Please rewrite everything from the line containing "green collar, given" down to the end of the listing, putting "shirt" in place of "jersey" and leaving all else unchanged.

# # # # # # #

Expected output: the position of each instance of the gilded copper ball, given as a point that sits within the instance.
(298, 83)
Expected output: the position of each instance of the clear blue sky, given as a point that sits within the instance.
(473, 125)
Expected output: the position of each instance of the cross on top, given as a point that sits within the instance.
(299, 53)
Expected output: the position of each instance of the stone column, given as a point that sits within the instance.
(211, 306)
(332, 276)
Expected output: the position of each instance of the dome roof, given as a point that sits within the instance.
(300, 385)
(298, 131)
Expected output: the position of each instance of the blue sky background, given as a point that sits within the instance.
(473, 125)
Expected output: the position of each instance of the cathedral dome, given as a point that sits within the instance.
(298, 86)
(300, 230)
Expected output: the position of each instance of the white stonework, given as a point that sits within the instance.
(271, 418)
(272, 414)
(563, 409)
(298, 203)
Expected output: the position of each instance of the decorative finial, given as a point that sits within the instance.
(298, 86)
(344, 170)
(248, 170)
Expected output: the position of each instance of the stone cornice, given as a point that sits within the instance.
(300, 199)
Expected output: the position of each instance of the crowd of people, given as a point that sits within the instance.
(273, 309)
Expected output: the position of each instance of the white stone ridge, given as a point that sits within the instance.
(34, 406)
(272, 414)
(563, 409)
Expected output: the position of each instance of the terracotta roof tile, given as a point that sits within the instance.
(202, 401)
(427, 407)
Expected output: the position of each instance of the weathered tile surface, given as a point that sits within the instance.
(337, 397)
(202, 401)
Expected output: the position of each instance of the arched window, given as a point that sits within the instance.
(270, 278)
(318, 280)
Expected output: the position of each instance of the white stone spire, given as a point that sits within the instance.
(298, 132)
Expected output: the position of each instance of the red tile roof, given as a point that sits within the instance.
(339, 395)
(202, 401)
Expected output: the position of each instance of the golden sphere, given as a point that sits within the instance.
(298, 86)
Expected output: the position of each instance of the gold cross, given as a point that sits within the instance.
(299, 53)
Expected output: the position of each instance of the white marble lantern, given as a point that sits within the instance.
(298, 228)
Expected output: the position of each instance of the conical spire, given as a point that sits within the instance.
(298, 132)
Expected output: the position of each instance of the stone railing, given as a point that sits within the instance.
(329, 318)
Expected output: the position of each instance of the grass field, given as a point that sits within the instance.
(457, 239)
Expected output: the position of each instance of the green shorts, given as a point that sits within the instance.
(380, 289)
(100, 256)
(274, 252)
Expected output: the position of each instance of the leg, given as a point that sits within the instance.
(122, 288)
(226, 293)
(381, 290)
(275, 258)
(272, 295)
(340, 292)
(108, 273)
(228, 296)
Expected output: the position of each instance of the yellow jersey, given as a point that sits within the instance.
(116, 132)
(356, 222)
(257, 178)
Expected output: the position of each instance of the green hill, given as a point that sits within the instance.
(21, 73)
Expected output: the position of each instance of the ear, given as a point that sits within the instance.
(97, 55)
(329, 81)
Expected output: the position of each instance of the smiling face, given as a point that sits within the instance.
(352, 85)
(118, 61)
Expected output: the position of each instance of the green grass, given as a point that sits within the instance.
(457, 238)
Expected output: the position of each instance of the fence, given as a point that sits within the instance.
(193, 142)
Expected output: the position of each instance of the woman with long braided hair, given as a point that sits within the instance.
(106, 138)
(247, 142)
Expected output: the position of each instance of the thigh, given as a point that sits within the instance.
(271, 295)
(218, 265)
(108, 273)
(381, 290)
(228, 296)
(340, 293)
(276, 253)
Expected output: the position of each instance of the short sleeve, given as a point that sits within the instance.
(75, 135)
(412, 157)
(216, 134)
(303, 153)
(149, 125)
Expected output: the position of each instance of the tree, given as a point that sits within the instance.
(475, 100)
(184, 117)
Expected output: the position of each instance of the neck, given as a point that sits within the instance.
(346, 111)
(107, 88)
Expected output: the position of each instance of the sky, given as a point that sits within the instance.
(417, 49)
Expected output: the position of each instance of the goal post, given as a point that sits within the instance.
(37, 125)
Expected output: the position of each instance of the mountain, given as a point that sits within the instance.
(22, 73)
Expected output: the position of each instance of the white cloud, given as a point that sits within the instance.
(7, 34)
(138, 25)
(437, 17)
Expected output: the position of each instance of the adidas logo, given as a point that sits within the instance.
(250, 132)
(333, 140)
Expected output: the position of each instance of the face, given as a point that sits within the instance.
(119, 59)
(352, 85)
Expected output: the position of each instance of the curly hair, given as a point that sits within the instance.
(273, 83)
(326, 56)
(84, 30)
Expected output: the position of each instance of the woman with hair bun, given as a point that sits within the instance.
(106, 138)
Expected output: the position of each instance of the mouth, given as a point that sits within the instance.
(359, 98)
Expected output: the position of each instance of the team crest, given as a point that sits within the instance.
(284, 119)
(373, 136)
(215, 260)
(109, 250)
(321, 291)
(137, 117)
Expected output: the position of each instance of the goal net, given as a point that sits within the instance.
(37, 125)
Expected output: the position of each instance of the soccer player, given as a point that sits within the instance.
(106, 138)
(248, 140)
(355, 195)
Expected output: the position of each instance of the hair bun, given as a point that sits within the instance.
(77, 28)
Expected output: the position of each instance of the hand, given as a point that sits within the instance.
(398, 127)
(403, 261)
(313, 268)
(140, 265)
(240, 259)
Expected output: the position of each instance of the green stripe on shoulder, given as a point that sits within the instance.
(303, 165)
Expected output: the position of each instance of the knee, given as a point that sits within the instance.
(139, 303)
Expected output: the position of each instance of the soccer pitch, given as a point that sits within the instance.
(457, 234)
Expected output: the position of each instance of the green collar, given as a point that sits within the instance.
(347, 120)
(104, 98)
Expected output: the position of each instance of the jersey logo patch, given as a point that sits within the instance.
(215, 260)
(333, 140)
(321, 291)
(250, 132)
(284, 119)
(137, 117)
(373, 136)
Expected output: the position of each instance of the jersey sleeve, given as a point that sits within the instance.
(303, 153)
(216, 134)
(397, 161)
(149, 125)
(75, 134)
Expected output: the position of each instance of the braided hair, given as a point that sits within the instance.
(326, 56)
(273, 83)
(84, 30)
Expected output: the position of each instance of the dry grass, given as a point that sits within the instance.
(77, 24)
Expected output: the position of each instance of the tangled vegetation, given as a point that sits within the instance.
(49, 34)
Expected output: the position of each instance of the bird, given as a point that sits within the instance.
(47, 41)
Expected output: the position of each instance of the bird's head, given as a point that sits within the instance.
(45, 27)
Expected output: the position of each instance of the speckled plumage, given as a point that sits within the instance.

# # # # # # #

| RESPONSE TO THIS TASK |
Expected output: the position of each instance of the green collar, given as a point that sits within the instance.
(347, 120)
(104, 98)
Expected output: the position of each instance of the shirt logo patch, given as a point that sits within the instance.
(215, 260)
(333, 140)
(321, 291)
(250, 132)
(284, 119)
(137, 117)
(373, 136)
Expected output: the position of each instance of the shirt sleeve, given as a point that sits within the instance.
(303, 153)
(216, 134)
(397, 161)
(149, 125)
(75, 134)
Expected output: the position of each instance of the braided hair, given as a point that sits within the instance.
(326, 56)
(273, 83)
(84, 30)
Expected output: the position of each instance of the dry grass, given as a point that sits within the instance.
(77, 24)
Expected output: the position of each instance of the tangled vegetation, given as a point that sits within the instance.
(49, 34)
Expected output: the position of each instance of the bird, given as a point that sits within the instance.
(47, 41)
Expected output: the position of each instance of the bird's head, given as a point that sits within the instance.
(45, 27)
Expected output: the position of each instance of the speckled plumage, given as a point that sits within the instance.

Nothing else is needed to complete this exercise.